***** Text
For applications that use methane concentration data, onsite fugitive sources can be distinguished from other sources by calculating values such as the approximate location, emission rate, temporal profile, or speciation of emissions. In general, this approach involves determining the baseline profile of offsite and onsite vented sources that can be encountered at the target site. Leak detection systems only indicate the presence of a leak when enhanced concentrations appear to originate from an onsite location not associated with a vented source. In practice, determination of fugitive sources can be highly complex and dependent on meteorological conditions. Methods for localizing sources and quantifying emission rates will be discussed in detail in the following sections. Only approximate estimates may be needed for distinguishing onsite fugitive sources, but greater accuracy is required if fugitive and vented sources have similar locations or emission rates. The temporal profile of emissions can also be used to distinguish fugitive sources under some circumstances. For example, continuous methane concentration enhancement from an intermittent pneumatic controller may indicate a malfunction that causes abnormal emissions between actuations. Finally, speciation may provide useful information about the likely source of emissions. For example, a technology that measures carbon stable isotope ratios of methane can indicate if enhanced concentration is from biogenic sources such as landfills or cattle.
4.3.2 Application of Optical Gas Imaging at Various Scales
Several technologies exist which produce an image of methane emissions. In general, these technologies measure the effect of methane molecules on reflected light, which can be either sunlight or light from an active source on the aircraft (typically a laser). By measuring the reduction of the light intensity, the amount of methane along a given path can be determined.
Images of these concentrations are produced either by collecting light through an optical system or by scanning a laser source across a scene. Depending on the spatial resolution of the system and the height of the platform, the images can then show the full geometry of a methane plume, allowing a source location to be determined. It is also possible to make source intensity estimates based on the concentration heat map and ancillary measurements or assumptions.
To date, none of these systems offer direct speciation. However, they produce concentration maps of plumes that usually indicate the source of the methane clearly.
The advantages of using OGI includes accurate identification of locations of unknown sources, lower false positive rates, and potential cost savings (less expensive). The disadvantages include the lack of speciation, poorer minimum detection thresholds, and a lower ability to estimate overall emission rates of a large area.
**********
***** Data section
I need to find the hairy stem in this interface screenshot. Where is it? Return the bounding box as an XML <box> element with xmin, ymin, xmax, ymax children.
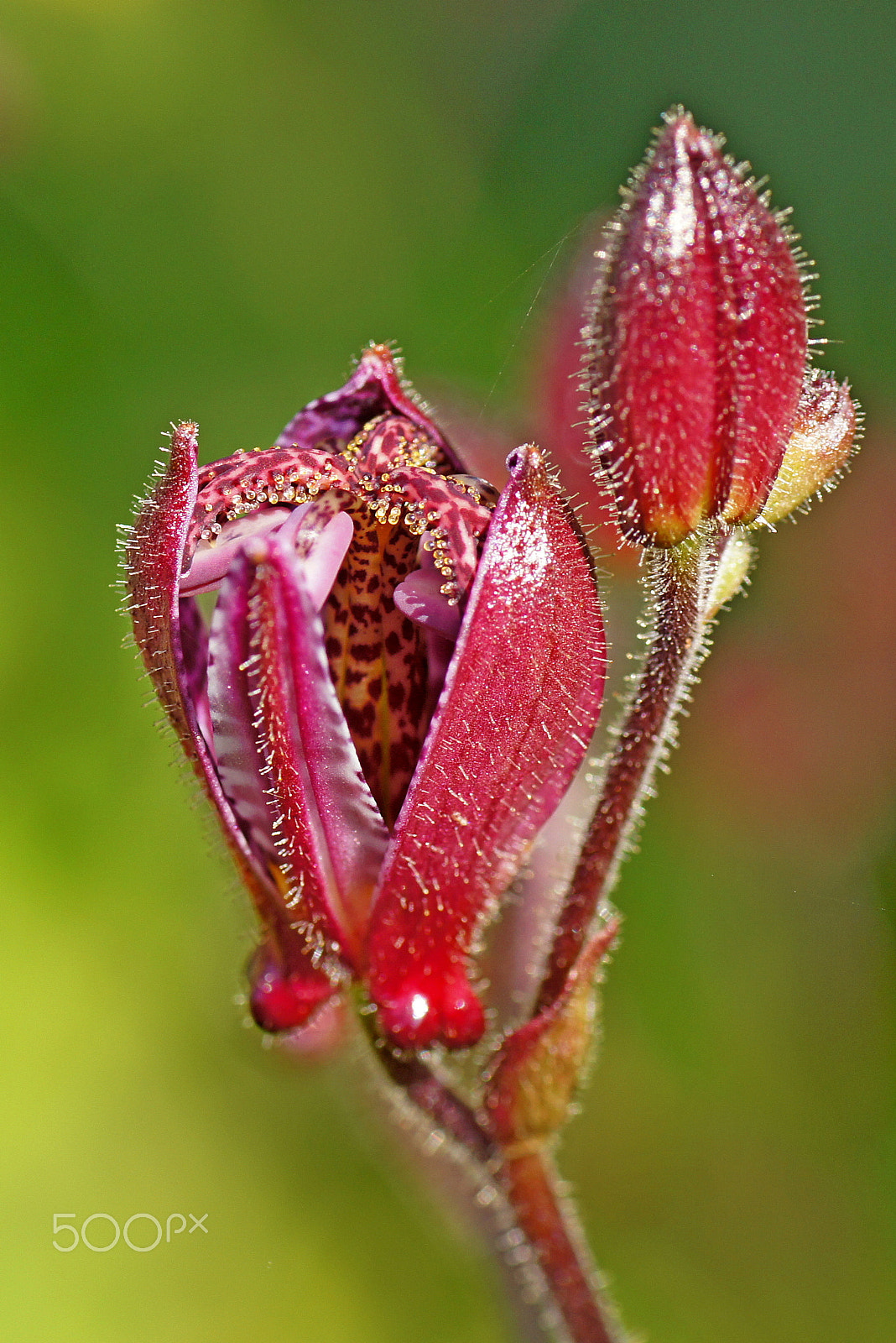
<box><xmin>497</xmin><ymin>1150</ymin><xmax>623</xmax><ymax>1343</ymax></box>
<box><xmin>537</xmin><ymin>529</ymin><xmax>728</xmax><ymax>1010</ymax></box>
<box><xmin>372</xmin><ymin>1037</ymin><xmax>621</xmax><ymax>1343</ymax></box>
**********
***** Data section
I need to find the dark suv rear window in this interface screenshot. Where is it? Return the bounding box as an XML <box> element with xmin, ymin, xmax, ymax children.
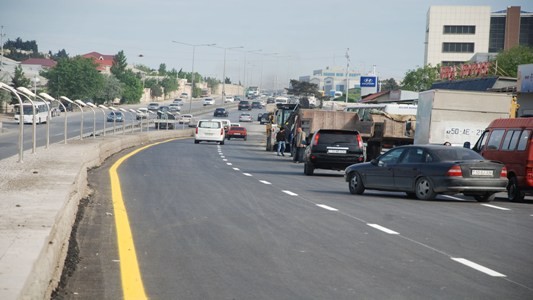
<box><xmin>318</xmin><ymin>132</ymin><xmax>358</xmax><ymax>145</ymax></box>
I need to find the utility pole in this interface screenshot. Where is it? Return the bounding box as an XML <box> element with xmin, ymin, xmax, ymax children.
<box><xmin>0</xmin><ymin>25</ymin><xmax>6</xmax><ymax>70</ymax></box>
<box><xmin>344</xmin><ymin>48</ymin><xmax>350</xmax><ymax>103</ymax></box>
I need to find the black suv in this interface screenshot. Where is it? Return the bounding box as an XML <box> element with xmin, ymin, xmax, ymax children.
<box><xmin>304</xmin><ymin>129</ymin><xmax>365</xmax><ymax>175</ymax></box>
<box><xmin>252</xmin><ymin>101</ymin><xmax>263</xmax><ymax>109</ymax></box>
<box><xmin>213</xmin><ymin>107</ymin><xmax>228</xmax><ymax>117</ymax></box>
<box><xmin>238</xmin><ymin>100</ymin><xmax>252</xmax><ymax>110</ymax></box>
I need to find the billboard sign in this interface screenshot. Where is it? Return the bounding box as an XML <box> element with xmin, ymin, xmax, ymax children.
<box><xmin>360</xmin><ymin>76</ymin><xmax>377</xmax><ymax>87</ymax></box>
**********
Problems and tasks
1 > Return the methane emissions text from "To date, none" to "a large area.", copied word for word.
2 > Return each line of the rows that contains the word "rear".

Answers given
1 >
To date, none of these systems offer direct speciation. However, they produce concentration maps of plumes that usually indicate the source of the methane clearly.
The advantages of using OGI includes accurate identification of locations of unknown sources, lower false positive rates, and potential cost savings (less expensive). The disadvantages include the lack of speciation, poorer minimum detection thresholds, and a lower ability to estimate overall emission rates of a large area.

2 >
I need to find the dark suv rear window in this interface screenshot. Where is it? Return the bounding box as an XML <box> element with xmin, ymin, xmax, ymax children.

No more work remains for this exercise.